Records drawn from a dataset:
──────

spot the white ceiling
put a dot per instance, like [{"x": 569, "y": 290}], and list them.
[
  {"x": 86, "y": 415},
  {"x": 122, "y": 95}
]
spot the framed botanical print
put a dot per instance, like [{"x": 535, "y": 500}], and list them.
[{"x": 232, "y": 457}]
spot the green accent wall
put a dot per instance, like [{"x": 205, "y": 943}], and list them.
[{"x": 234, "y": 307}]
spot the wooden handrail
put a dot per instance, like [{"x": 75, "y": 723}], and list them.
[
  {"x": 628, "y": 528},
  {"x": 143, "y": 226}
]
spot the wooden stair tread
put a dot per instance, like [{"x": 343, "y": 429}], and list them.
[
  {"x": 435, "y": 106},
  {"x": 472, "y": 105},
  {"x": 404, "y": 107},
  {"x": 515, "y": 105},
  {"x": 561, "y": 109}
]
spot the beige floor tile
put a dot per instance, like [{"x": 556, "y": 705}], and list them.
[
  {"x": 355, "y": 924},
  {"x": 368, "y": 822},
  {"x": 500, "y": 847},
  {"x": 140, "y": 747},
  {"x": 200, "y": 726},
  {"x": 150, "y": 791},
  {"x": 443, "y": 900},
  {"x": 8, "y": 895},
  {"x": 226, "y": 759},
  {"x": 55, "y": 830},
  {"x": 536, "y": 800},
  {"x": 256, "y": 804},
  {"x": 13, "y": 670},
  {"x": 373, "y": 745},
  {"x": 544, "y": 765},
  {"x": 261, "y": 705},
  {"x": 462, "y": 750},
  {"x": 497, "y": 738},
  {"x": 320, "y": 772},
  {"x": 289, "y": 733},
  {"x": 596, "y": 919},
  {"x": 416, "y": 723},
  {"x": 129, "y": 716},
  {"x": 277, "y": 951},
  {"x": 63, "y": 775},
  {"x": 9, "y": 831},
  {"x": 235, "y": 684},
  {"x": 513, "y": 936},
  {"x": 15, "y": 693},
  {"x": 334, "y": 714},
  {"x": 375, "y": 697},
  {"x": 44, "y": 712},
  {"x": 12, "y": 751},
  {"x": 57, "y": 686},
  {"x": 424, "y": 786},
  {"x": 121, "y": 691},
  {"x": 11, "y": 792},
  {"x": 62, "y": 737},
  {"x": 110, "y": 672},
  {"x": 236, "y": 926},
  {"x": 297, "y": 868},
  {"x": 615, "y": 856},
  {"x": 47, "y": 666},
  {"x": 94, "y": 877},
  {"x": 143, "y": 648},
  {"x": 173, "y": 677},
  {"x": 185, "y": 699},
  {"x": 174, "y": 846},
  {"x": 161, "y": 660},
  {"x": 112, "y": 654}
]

──────

Your task: Among the lines above, find those that contain the word "wooden" and copy them.

Exercise output:
spot the wooden handrail
spot the wooden stair tread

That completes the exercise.